---------- Selected extract
In 1879 Mrs. Calkins was appointed by Mayor Powers one of the first board of trustees of the City Hospital, and more especially for its reorganization, as up to that time it had no medical staff or systematic hospital management. Mrs. Calkins is still a member of the corporation of the SpringfieUl Hospital, an outgrowth of the former institution.

In 1883 Mrs. Calkins resigned from all charity boards except that of the day nursery, and accompanied her husband and son to Europe for a period of rest, study, and recreation. She improved this opportunity to visit charitable institutions and schools in London and Vienna, observing their methods and management.

In 1886 Mrs. Calkins was elected a member of the school committee of Springfield. This position she held for twelve years, helping to inaugurate the modern and progressive methods that have made Springfield schools prominent in the State and country. Cooking, kindergartens, suitable lunches at minimum cost for high school scholars, were among the especial objects of her attention, also the proper sanitary conditions of the school-rooms for growing children, including hygienic seats and desks, proper arrangement of light, cleanliness, and school architecture.

In 1891 the organization of the Society of the Daughters of the American Revolution came to the notice of Mrs. Calkins through a newspaper item. She at once sought definite information concerning the society, and in a few months became a member. On December 17 of the same year she was appointed chapter regent for Springfield, the first aj)- pointed in the State. On the 17th of June, 1892, she formally organized the first chapter in the State, the Mercy Warren, with twenty-three charter members. She retained the regency until October, 1893, when the chapter was well established with one hundred and twenty-eight members. The pressure of other duties now required her retirement. In 1901 Mrs. Calkins again accepted the regency for one year, and on her resignation was made honorary life regent.

The chapter early appointed a committee to seek out the neglected and forgotten graves of the Revolutionary soldiers of Springfield, and ever since that time they have been marked. Sixteen "real" daughters have been accepted members of the chapter, and their lives made brighter and in needed cases more comfortable by the kindly offices of a standing committee appointed for the purpose. The chapter has contributed to various patriotic objects, including fifty dollars for the relief of the Cuban reconcentrados; but in no direction has its work been more gratifying than in the local reawakening of a general interest in colonial and Revolutionary history.
--------------------
---------- Excerpted records
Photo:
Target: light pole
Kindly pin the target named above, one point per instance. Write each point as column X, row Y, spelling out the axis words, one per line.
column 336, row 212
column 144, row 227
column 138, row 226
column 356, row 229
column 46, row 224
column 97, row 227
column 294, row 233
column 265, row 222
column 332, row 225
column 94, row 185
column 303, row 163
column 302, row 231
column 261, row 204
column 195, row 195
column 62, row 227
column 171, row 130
--------------------
__Task requirements__.
1. From the passage on Mrs. Calkins, extract the span that begins at the words "In 1879 Mrs." and stops after "methods and management.".
2. Answer these questions using the passage on Mrs. Calkins:
(a) In what year was she elected to the Springfield school committee, and for how many years did she hold that position?
(b) How many charter members did the Mercy Warren chapter have when she formally organized it?
(c) In which two cities did she visit charitable institutions and schools while in Europe?
3. Write the next part of the passage on Mrs. Calkins, picking up after its final sentence.
These records were taken from a separate source.

__Results for each task__.
1.
In 1879 Mrs. Calkins was appointed by Mayor Powers one of the first board of trustees of the City Hospital, and more especially for its reorganization, as up to that time it had no medical staff or systematic hospital management. Mrs. Calkins is still a member of the corporation of the SpringfieUl Hospital, an outgrowth of the former institution.

In 1883 Mrs. Calkins resigned from all charity boards except that of the day nursery, and accompanied her husband and son to Europe for a period of rest, study, and recreation. She improved this opportunity to visit charitable institutions and schools in London and Vienna, observing their methods and management.

2.
(a) 1886; twelve years.
(b) Twenty-three.
(c) London and Vienna.

3.
At the call of Governor Wolcott, May 3, 1898, upon the breaking out of the Spanish War, for the formation of a State soldiers' relief association, the chapter at once took the lead in organizing a Springfield auxiliary, and kept energetically to the work until the receiving of the soldiers on their return home, August 27. A memorial tablet to the Springfield soldiers, to be placed in the city library, was the last act of the Springfield auxiliary, whose foremost officers were members of the chapter.

In 1899 the chapter established and furnished at no inconsiderable expense headquarters for its board of officers in connection with an assembly hall. The whole number of members enrolled is four hundred and twenty-three, and the present membership (April, 1904) is two hundred and seventy-five. Mrs. Calkins was one of the board of managers of the Springfield Soldiers' and Sailors' Aid Society at the time of the Spanish War. In 1895 the State primary school, through the policy of the State to place its young wards in families, had become so depleted that it was abolished and the property turned over to a board of trustees appointed by Governor Wolcott for the establishment of a hospital for epileptics. Mrs. Calkins was appointed one of the trustees of the hospital, and is still in its service.

Mrs. Calkins is a member of the Springfield Women's Club, an honorary member of the Teachers' Club, and a member of the Ramapogue Historical Society. Her church membership is with the First Congregational Society.